▶ **Directions for this task**
Repeat each entry exactly and drop the pictures.

──────────────────────────────

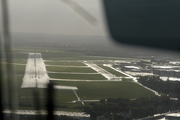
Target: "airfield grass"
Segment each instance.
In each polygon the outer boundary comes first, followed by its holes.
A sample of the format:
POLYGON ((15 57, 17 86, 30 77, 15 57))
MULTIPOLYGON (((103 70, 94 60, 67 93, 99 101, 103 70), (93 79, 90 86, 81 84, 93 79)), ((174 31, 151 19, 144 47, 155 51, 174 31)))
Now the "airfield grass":
POLYGON ((106 66, 103 66, 103 65, 98 65, 98 66, 103 68, 103 69, 105 69, 106 71, 112 73, 115 76, 118 76, 118 77, 127 77, 126 75, 124 75, 124 74, 122 74, 120 72, 117 72, 117 71, 115 71, 115 70, 113 70, 113 69, 111 69, 109 67, 106 67, 106 66))
POLYGON ((133 82, 63 82, 53 81, 56 85, 76 86, 80 98, 99 100, 107 98, 153 97, 155 94, 133 82))
POLYGON ((51 72, 76 72, 76 73, 96 73, 91 68, 80 68, 80 67, 52 67, 46 66, 47 71, 51 72))
MULTIPOLYGON (((13 64, 12 66, 13 66, 13 70, 14 70, 15 76, 16 75, 24 76, 26 65, 14 65, 13 64)), ((2 67, 2 71, 4 73, 6 73, 6 64, 1 64, 1 67, 2 67)))
POLYGON ((78 79, 78 80, 106 80, 100 74, 61 74, 61 73, 48 73, 50 78, 58 79, 78 79))
MULTIPOLYGON (((35 109, 35 98, 34 92, 35 88, 20 88, 23 82, 23 76, 16 76, 15 80, 17 81, 18 90, 18 101, 19 101, 19 109, 23 110, 34 110, 35 109)), ((3 107, 8 109, 8 101, 9 101, 9 90, 8 90, 8 81, 6 78, 3 79, 3 100, 4 103, 3 107)), ((46 102, 47 102, 47 95, 45 94, 46 89, 38 88, 38 98, 40 101, 41 109, 46 109, 46 102)), ((78 107, 80 106, 79 103, 69 103, 71 101, 77 100, 74 92, 72 90, 59 90, 55 89, 55 110, 67 110, 67 111, 80 111, 78 107)))
POLYGON ((132 82, 133 80, 132 79, 129 79, 129 78, 121 78, 122 79, 122 82, 132 82))
POLYGON ((83 63, 80 62, 47 62, 45 61, 46 65, 63 65, 63 66, 86 66, 83 63))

──────────────────────────────

▶ **Exercise output**
Target: "airfield grass"
Segment each instance.
In each polygon the outer boundary comes first, followed by its holes.
A sample of the format:
POLYGON ((15 57, 17 86, 30 77, 15 57))
MULTIPOLYGON (((103 70, 94 60, 67 93, 99 101, 103 70), (93 79, 90 86, 81 84, 93 79)), ((174 31, 151 19, 144 47, 155 51, 174 31)))
Now the "airfield grass":
POLYGON ((106 66, 103 66, 103 65, 98 65, 98 66, 103 68, 103 69, 105 69, 106 71, 112 73, 115 76, 118 76, 118 77, 127 77, 126 75, 124 75, 124 74, 122 74, 120 72, 117 72, 117 71, 115 71, 115 70, 113 70, 113 69, 111 69, 109 67, 106 67, 106 66))
POLYGON ((133 82, 63 82, 53 81, 56 85, 76 86, 80 98, 99 100, 107 98, 153 97, 155 94, 133 82))
POLYGON ((51 72, 76 72, 76 73, 96 73, 91 68, 80 68, 80 67, 52 67, 46 66, 47 71, 51 72))
MULTIPOLYGON (((13 64, 12 66, 13 66, 13 70, 14 70, 15 76, 16 75, 24 76, 26 65, 14 65, 13 64)), ((2 67, 2 71, 4 73, 6 73, 6 64, 1 64, 1 67, 2 67)))
POLYGON ((78 79, 78 80, 106 80, 100 74, 61 74, 61 73, 48 73, 50 78, 58 79, 78 79))
MULTIPOLYGON (((35 109, 35 98, 34 92, 35 88, 20 88, 23 82, 23 76, 16 76, 15 80, 17 81, 18 90, 18 101, 19 101, 19 109, 23 110, 34 110, 35 109)), ((3 107, 8 109, 8 101, 9 101, 9 90, 8 90, 8 81, 6 78, 3 79, 3 100, 4 103, 3 107)), ((46 102, 47 102, 47 95, 45 94, 46 89, 38 88, 38 98, 40 101, 41 109, 46 109, 46 102)), ((78 107, 80 106, 79 103, 69 103, 71 101, 77 100, 74 92, 72 90, 59 90, 55 89, 55 110, 67 110, 67 111, 80 111, 78 107)))
POLYGON ((132 82, 133 80, 132 79, 129 79, 129 78, 121 78, 122 79, 122 82, 132 82))
POLYGON ((83 63, 80 62, 47 62, 45 61, 46 65, 63 65, 63 66, 86 66, 83 63))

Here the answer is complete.